Obwohl in Gesprächen von DDR-Wissenschaftlern darauf verwiesen wird, dass es für sie kompliziert sei, einen objektiven Standpunkt einzunehmen, da sie keine detaillierten Kenntnisse von den staatsfeindlichen Aktivitäten Sacharows haben, wird ihre Meinungsbildung maßgeblich beeinflusst durch das hohe wissenschaftliche und persönliche Ansehen der sowjetischen Akademiemitglieder, die die Erklärung gegen Sacharow unterzeichneten. Zu ihnen gehören Wissenschaftler, mit denen im Rahmen der wissenschaftlich-technischen Zusammenarbeit eine enge persönliche Verbindung besteht und deren Wort auch unter DDR-Wissenschaftlern großes Gewicht hat.
Von einer Reihe Wissenschaftlern werden die in westlichen Kommunikationsmitteln organisierten Veröffentlichungen im Zusammenhang mit den Kollaborateuren Jakir, Krasin und Sacharow als gesteuerte Hetzkampagne gegen die Sowjetunion und die sozialistische Staatengemeinschaft gewertet, die das Ziel haben, den Prozess der Entspannung in Europa8 zu stören.
In Argumenten wird wiederholt das Verhalten Sacharows verurteilt. Dabei wird er als eine bewusst der sowjetischen Friedenspolitik entgegenwirkende Kraft eingeschätzt, die den friedens- und sowjetfeindlichen Kräften in die Hände spielt.

# [In einem Datenbestand enthaltene Datensätze]
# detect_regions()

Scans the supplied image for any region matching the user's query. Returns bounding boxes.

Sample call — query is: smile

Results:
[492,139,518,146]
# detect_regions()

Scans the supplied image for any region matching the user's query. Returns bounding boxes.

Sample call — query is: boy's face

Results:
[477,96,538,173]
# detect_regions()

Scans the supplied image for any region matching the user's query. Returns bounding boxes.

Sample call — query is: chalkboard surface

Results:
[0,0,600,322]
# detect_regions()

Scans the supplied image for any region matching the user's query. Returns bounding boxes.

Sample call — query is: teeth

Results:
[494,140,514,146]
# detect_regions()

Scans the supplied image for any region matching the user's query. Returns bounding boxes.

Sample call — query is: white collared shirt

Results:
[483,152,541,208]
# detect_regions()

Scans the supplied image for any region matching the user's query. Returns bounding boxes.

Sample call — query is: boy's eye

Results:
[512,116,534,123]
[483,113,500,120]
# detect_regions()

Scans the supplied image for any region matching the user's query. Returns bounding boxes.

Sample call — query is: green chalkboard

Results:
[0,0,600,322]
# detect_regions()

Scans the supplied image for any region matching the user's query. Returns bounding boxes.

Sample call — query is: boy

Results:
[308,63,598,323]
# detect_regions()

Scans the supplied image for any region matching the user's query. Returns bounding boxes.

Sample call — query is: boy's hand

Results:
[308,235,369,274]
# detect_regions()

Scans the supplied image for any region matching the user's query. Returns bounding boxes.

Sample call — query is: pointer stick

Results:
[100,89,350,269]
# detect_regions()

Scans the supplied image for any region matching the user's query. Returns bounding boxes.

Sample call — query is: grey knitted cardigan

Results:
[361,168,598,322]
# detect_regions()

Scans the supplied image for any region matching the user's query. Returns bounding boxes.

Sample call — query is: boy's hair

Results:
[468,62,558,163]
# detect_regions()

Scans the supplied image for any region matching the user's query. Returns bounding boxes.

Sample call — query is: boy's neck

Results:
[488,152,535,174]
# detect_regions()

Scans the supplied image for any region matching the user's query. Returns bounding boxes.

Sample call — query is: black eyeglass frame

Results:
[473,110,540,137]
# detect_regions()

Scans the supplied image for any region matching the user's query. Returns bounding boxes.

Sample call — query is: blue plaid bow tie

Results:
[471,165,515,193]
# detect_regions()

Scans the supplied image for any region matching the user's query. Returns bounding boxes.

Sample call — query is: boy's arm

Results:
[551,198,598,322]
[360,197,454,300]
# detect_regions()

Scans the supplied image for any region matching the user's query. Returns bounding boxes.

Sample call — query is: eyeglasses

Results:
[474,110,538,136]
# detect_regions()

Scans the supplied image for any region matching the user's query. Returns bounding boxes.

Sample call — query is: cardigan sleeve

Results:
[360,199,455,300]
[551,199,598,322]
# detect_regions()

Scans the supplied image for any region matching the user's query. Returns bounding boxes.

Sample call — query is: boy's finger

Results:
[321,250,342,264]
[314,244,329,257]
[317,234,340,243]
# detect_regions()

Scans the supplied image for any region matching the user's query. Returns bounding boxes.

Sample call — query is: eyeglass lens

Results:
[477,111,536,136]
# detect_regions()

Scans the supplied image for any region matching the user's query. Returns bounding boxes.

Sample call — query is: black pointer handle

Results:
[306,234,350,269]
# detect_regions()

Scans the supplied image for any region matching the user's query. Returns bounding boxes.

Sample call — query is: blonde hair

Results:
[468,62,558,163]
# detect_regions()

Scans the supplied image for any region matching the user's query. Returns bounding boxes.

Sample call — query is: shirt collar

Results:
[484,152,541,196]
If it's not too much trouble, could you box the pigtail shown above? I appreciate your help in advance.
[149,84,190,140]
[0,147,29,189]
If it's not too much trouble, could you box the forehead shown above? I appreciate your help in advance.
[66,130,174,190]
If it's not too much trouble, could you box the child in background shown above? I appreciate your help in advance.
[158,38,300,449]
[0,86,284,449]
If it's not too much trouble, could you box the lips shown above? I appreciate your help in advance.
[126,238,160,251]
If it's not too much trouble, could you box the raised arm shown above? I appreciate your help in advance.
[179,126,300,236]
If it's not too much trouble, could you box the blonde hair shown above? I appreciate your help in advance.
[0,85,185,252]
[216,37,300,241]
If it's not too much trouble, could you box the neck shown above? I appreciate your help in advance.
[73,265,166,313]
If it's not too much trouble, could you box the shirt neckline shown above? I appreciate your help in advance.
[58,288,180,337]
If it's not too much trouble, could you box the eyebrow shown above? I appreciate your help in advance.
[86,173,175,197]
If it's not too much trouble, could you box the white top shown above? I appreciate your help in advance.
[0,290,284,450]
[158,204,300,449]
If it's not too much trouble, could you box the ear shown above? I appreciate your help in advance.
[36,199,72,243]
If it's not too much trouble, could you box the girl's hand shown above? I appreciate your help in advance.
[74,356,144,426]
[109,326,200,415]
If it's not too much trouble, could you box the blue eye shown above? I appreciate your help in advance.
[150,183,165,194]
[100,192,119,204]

# [Kurze Aufgabe]
Aktualisiere im Text über Sacharow den Abschnitt, der mit den Worten „In Argumenten wird“ beginnt und mit „die Hände spielt.“ endet: Ersetze darin „verurteilt“ durch „kritisiert“ und gib den Abschnitt vollständig wieder. Stütze dich ausschließlich auf den Text über Sacharow.

# [Lösung]
In Argumenten wird wiederholt das Verhalten Sacharows kritisiert. Dabei wird er als eine bewusst der sowjetischen Friedenspolitik entgegenwirkende Kraft eingeschätzt, die den friedens- und sowjetfeindlichen Kräften in die Hände spielt.